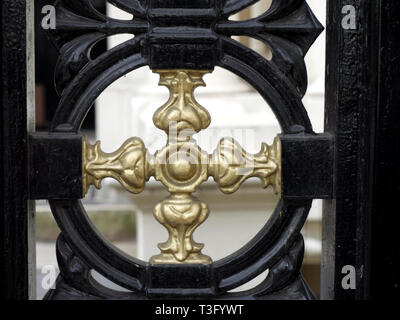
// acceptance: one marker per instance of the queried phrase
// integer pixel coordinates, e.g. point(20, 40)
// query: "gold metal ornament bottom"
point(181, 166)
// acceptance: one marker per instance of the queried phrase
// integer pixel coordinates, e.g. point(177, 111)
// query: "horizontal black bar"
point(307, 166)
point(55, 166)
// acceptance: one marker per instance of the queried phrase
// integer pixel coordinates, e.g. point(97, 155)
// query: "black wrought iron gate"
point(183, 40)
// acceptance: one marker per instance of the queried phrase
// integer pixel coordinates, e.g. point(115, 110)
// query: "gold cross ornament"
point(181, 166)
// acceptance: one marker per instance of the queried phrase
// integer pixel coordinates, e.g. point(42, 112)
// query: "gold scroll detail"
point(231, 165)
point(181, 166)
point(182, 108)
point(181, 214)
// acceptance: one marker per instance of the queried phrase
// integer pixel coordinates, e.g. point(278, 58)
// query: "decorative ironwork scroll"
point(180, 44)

==

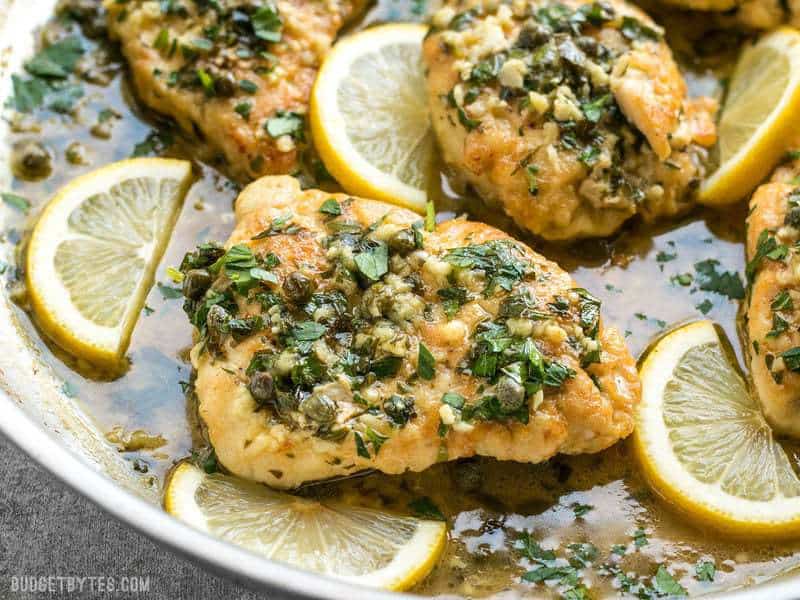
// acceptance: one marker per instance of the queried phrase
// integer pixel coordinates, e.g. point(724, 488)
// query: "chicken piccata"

**EXERCISE DETAILS:** Copy every line of the material above in which the string "integer" can be found.

**RESPONSE:**
// integer pixel coordinates, e.g. point(20, 40)
// integer pixel coordinates, e.g. point(177, 111)
// integer pixel coordinates, e.g. point(97, 155)
// integer pixel coordinates, e.g. point(115, 110)
// integer pixel coordinates, e.g. point(42, 112)
// integer pixel coordinates, e.g. point(278, 58)
// integer pixel coordinates, e.g. point(724, 488)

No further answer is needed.